::: TEXT PROVIDED :::

We’re mostly used to deal with formatted or rich text (binary text is a term also used): that’s what we have in Word, Powerpoint, etc. Plain text, however, contains only text, that is, only readable charachters. It has no format, no fonts, no colour… Just characters. That’s what we most often need when programming. Plain text uses the .txt extension. We can read plain text with just about any word processor, like Microsoft Word, Pages, Open Office… However, because word processors tend to do things to text that you don’t see and that may make your life harder, using a specific text editor is recommended. Source-code editors also work and, since you’re learning how to program, they can be a good idea. I’m quite happy with Visual Studio Code, in case you want to give it a try (it’s not hard to use, but I recommend watching a tutorial).
We can also use plain text to represent tables (i.e. delimited text). Delimited text files use characters to indicate a structure of columns and rows. Rows are typically delimited by new lines. R (and any program used to read a delimited text file) assumes that that is the case and you don’t need to specify anything. However, columns might be delimited by a series of different characters. The most common ones are:
commas ,
tabs (keep in mind that its escape code, that is, the sequence of characters signaling the presence of a tab, is \t
),
semicolons.

:::

**GOAL:** Quote word for word the stretch of the passage on plain text above from "We’re mostly used" through "watching a tutorial).".

::: DATASET EXTRACT :::

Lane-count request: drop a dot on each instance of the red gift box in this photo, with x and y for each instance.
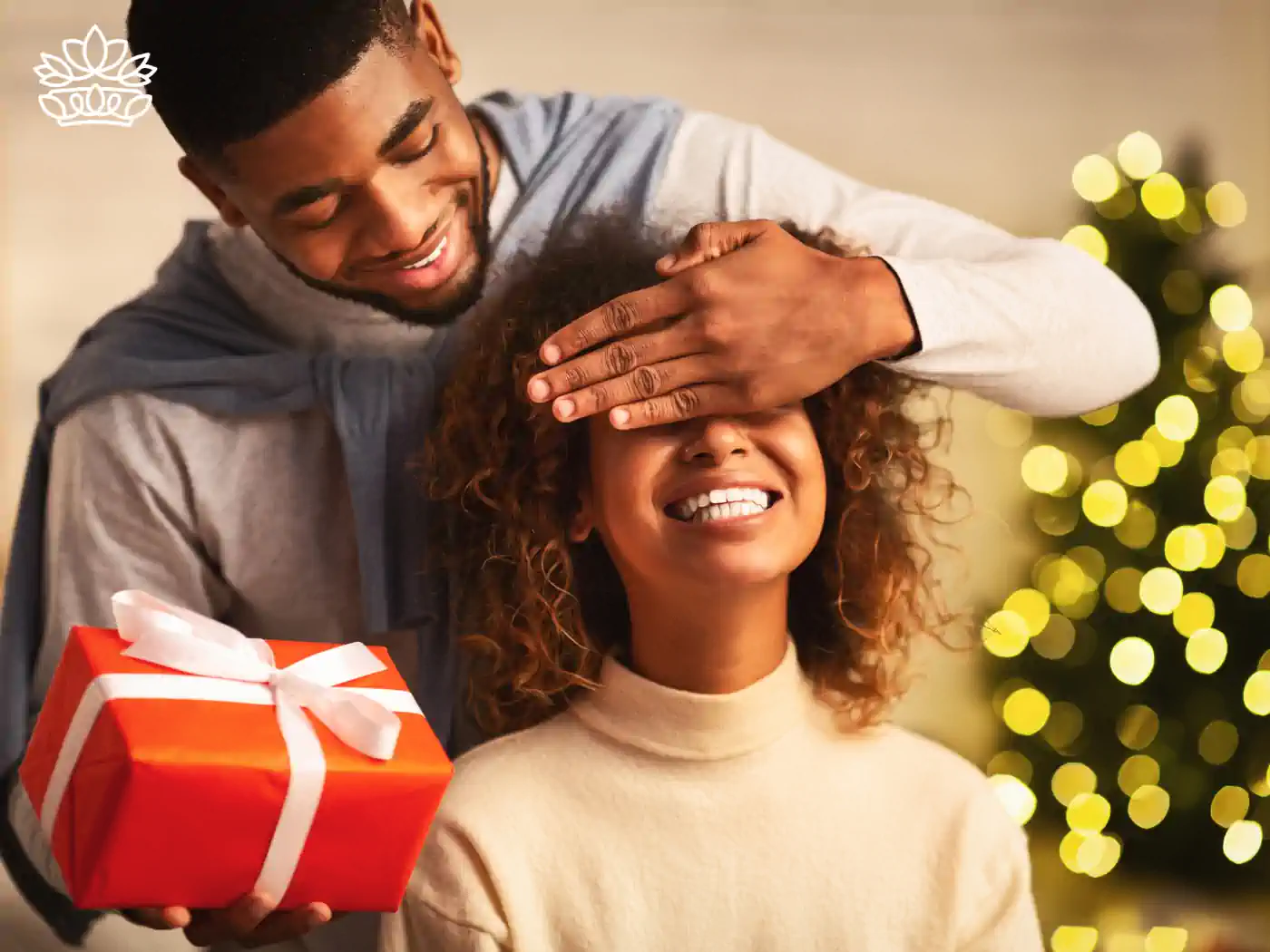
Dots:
(178, 763)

:::

**PROBLEM SOLUTION:**
We’re mostly used to deal with formatted or rich text (binary text is a term also used): that’s what we have in Word, Powerpoint, etc. Plain text, however, contains only text, that is, only readable charachters. It has no format, no fonts, no colour… Just characters. That’s what we most often need when programming. Plain text uses the .txt extension. We can read plain text with just about any word processor, like Microsoft Word, Pages, Open Office… However, because word processors tend to do things to text that you don’t see and that may make your life harder, using a specific text editor is recommended. Source-code editors also work and, since you’re learning how to program, they can be a good idea. I’m quite happy with Visual Studio Code, in case you want to give it a try (it’s not hard to use, but I recommend watching a tutorial).